- [What the task asks]
Copy out verbatim all of the data below, from the line containing "of the stone" down to the end of the data, with both the starting line and the final line included.

- [Records]
■ ■ ■ ■
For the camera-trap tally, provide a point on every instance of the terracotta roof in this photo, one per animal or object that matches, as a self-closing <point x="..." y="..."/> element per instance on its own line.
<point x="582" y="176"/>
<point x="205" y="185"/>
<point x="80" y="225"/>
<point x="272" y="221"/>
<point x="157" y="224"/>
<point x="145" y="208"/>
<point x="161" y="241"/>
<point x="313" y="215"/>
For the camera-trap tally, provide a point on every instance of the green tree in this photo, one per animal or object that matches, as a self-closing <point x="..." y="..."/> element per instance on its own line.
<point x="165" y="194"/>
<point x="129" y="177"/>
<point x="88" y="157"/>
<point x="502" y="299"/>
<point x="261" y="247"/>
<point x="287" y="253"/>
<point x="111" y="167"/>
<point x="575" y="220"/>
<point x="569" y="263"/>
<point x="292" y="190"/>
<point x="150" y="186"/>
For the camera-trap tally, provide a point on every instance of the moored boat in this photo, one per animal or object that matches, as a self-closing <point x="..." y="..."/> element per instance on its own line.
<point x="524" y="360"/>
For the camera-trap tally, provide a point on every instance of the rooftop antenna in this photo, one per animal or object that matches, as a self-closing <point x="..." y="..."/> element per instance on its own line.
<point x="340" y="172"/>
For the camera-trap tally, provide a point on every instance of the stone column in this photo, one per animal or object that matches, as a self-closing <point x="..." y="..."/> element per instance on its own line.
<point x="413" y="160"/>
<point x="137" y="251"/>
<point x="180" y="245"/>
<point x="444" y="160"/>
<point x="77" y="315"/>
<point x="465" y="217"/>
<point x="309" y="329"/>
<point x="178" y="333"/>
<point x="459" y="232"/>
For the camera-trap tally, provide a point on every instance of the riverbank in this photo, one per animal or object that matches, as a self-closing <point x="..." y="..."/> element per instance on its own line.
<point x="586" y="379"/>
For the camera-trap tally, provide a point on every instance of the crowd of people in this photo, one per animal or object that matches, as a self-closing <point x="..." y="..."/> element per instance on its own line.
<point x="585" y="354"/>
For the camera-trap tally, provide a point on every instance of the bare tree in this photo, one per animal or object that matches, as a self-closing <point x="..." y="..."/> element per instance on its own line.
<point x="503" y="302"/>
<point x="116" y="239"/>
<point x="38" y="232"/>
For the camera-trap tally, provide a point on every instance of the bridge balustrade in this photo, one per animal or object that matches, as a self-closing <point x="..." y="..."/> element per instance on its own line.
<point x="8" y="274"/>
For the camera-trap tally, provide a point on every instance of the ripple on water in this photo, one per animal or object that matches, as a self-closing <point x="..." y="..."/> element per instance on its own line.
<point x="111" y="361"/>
■ ■ ■ ■
- [Output of the task]
For the camera-trap tally, provide a point on every instance of the stone column in this photo, one per animal or object that matches, as a self-closing <point x="..." y="..."/> element per instance on its own line.
<point x="413" y="160"/>
<point x="137" y="251"/>
<point x="180" y="245"/>
<point x="444" y="160"/>
<point x="77" y="315"/>
<point x="465" y="217"/>
<point x="309" y="329"/>
<point x="178" y="333"/>
<point x="459" y="232"/>
For the camera-trap tally, provide a point on every instance of the riverbank in this photo, one per animal or object that matches, as a self-closing <point x="..." y="..."/> element per instance on its own line.
<point x="586" y="379"/>
For the camera-trap tally, provide a point on every instance of the crowd of people in this photo, one per animal or object that matches, as a self-closing <point x="..." y="..."/> element per instance on its own line.
<point x="585" y="354"/>
For the camera-trap tally, provide a point on every instance of the bare tree in this photo, one per animal or object that matches, as a self-closing <point x="..." y="..."/> element per instance on its own line.
<point x="503" y="302"/>
<point x="116" y="239"/>
<point x="38" y="232"/>
For the camera-trap tally, provide a point on every instance of the bridge balustrade in this photo, one per animal or object that matches, as a self-closing <point x="..." y="..."/> element per instance on its own line.
<point x="8" y="274"/>
For the camera-trap tally, provide a point on every instance of the ripple on water in this photo, one per animal or object that matches, as a self-closing <point x="..." y="..."/> element per instance on its own line.
<point x="111" y="361"/>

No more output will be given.